**Task to carry out:** Count every line in the following entries where the word "marshmallow" appears. Give the count alone.

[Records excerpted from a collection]
═══

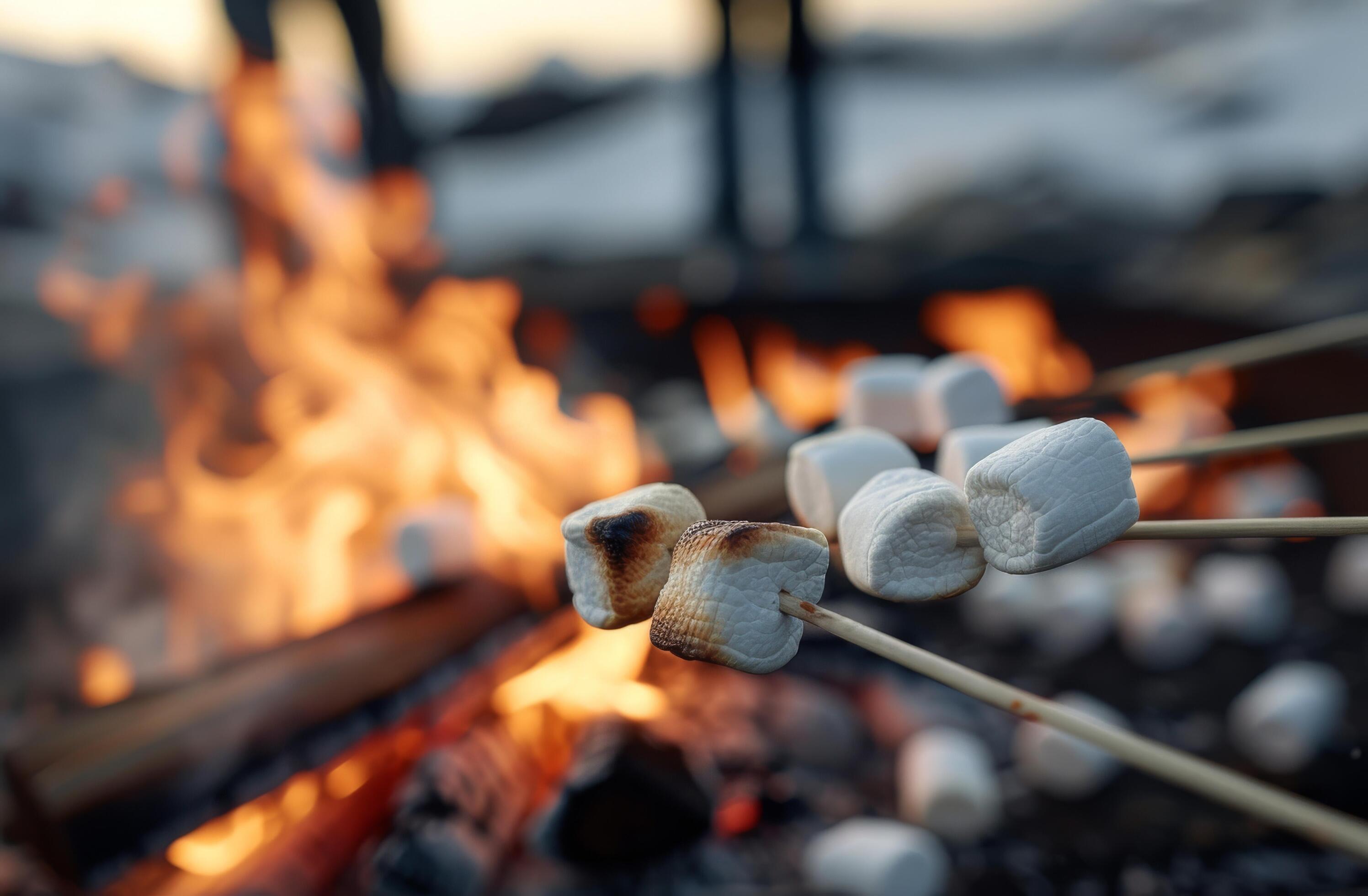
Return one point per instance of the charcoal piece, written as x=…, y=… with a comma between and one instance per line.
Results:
x=627, y=800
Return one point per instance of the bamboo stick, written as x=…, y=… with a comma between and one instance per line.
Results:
x=1269, y=347
x=1274, y=527
x=1282, y=436
x=1281, y=809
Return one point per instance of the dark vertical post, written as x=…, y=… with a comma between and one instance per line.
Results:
x=802, y=68
x=725, y=143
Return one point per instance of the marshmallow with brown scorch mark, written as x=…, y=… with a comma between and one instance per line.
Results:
x=617, y=550
x=721, y=600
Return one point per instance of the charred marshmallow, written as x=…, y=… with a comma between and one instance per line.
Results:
x=825, y=471
x=1053, y=496
x=721, y=600
x=899, y=535
x=617, y=550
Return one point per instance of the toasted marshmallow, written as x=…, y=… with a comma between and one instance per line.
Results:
x=617, y=550
x=1062, y=765
x=721, y=600
x=825, y=471
x=881, y=392
x=898, y=538
x=1246, y=597
x=1053, y=496
x=961, y=449
x=1347, y=574
x=946, y=782
x=1288, y=715
x=958, y=390
x=1162, y=627
x=876, y=857
x=1001, y=607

═══

**Solution to this problem:** 3